Goal of the exercise: Could you restate the entries below word for word and leave out the pictures?
[Opening Records for processing section]
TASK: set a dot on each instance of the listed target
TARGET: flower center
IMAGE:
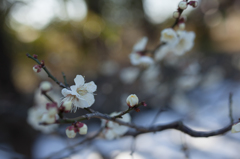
(81, 91)
(167, 36)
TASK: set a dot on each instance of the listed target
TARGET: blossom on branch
(45, 86)
(169, 36)
(132, 100)
(138, 57)
(35, 115)
(81, 94)
(186, 42)
(114, 130)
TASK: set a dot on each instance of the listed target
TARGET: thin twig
(86, 139)
(46, 70)
(65, 79)
(230, 108)
(157, 115)
(47, 96)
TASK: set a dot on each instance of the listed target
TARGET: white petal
(66, 92)
(90, 87)
(146, 60)
(161, 52)
(80, 103)
(141, 44)
(89, 98)
(79, 80)
(237, 127)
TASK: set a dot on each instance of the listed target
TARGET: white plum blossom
(35, 115)
(236, 128)
(132, 100)
(83, 129)
(136, 57)
(80, 94)
(45, 86)
(162, 52)
(169, 36)
(186, 42)
(114, 130)
(129, 75)
(70, 132)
[Closing Records for processing section]
Solution:
TASK: set a dot on each instance of the listed target
TARGET: flower center
IMAGE:
(81, 91)
(167, 36)
TASK: set a dot on each instance of the listed target
TARGET: blossom on branch
(45, 86)
(169, 36)
(132, 100)
(138, 57)
(35, 115)
(81, 94)
(186, 42)
(114, 130)
TASK: set a dot on each instance of the listed target
TARGET: thin twig
(86, 139)
(46, 70)
(65, 79)
(230, 108)
(157, 115)
(47, 96)
TASK: set a dot on each instance of the listed target
TARGET: white petal
(66, 92)
(90, 87)
(146, 60)
(161, 52)
(80, 103)
(141, 44)
(89, 98)
(79, 80)
(237, 127)
TASK: set a dot on each instance of the listed target
TARGET: white plum blossom
(35, 115)
(236, 128)
(132, 100)
(83, 129)
(136, 57)
(80, 94)
(45, 86)
(162, 52)
(169, 36)
(186, 42)
(114, 130)
(129, 75)
(70, 132)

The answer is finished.